> _Goal of the exercise_:
Repeat the lines below word for word, changing nothing.

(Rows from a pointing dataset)

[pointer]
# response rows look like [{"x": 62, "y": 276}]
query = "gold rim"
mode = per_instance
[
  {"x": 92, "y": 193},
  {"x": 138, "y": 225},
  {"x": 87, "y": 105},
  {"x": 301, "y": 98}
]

> _Answer to this problem_:
[pointer]
# response rows look like [{"x": 62, "y": 276}]
query = "gold rim"
mode = per_instance
[
  {"x": 92, "y": 193},
  {"x": 138, "y": 225},
  {"x": 87, "y": 105},
  {"x": 301, "y": 98}
]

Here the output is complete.